Denys Bunchukov

Personal information
- Full name: Denys Olehovych Bunchukov
- Date of birth: 20 June 2003 (age 23)
- Place of birth: Kyiv, Ukraine
- Height: 1.76 m (5 ft 9 in)
- Position: Midfielder

Team information
- Current team: FC Džiugas
- Number: 8

Youth career
- 2013–2018: Dynamo Kyiv
- 2018–2019: Arsenal Shchaslyve
- 2019: Atlet Kyiv
- 2020–2021: Brooke House College
- 2022: Seraing

Senior career*
- Years: Team / Apps / (Gls)
- 2022–2023: Seraing / 7 / (0)
- 2022–2023: Seraing U23 / 13 / (1)
- 2023–2024: URSL Visé / 32 / (3)
- 2024–2025: Belisia Bilzen / 28 / (0)
- 2025–: Džiugas / 40 / (6)

International career^{‡}
- 2022: Ukraine U21 / 1 / (0)

= Denys Bunchukov =

Ukrainian footballer (born 2003)

Denys Olehovych Bunchukov (Денис Олегович Бунчуков; born 20 June 2003) is a Ukrainian footballer who plays as a midfielder for Lithuanian Džiugas Club.

==Early life==
Bunchukov was born in Kyiv.

==Club career==
Bunchukov joined the academy of Ukrainian side Dynamo Kyiv at the age of ten, and spent five years with the club. After falling out of favour with Dynamo's youth coaches, he left the club and moved on to Arsenal Shchaslyve and Atlet Kyiv, spending short spells with each before moving to England in 2020 to enrol at the Brooke House College, playing for their representative football team. Having failed to secure a professional contract in England, he unsuccessfully trialled at Belgian sides Eupen, URSL Visé and Union in summer 2021, before another unsuccessful trial at Standard Liège later the same year.

◆ STORED DATA ◆

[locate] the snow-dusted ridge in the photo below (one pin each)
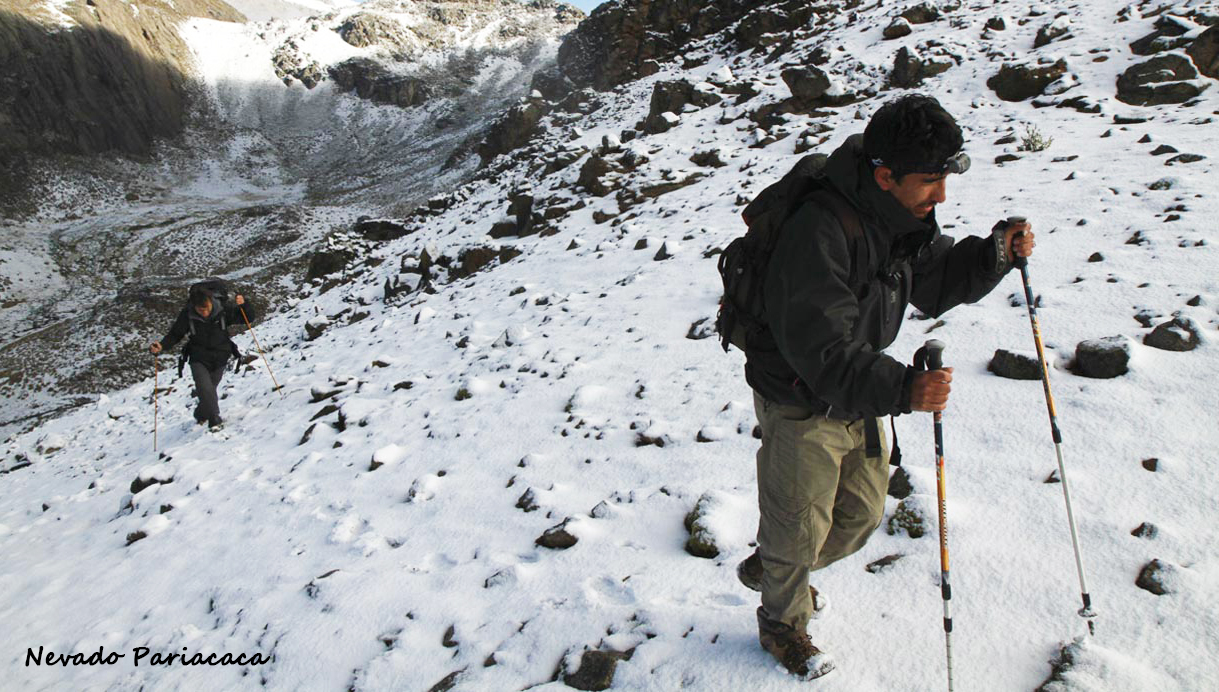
(543, 373)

◆ STATED TASK ◆
Please read the article on Denys Bunchukov and say at what age he joined the Dynamo Kyiv academy.

◆ WRITTEN ANSWER ◆
At the age of ten.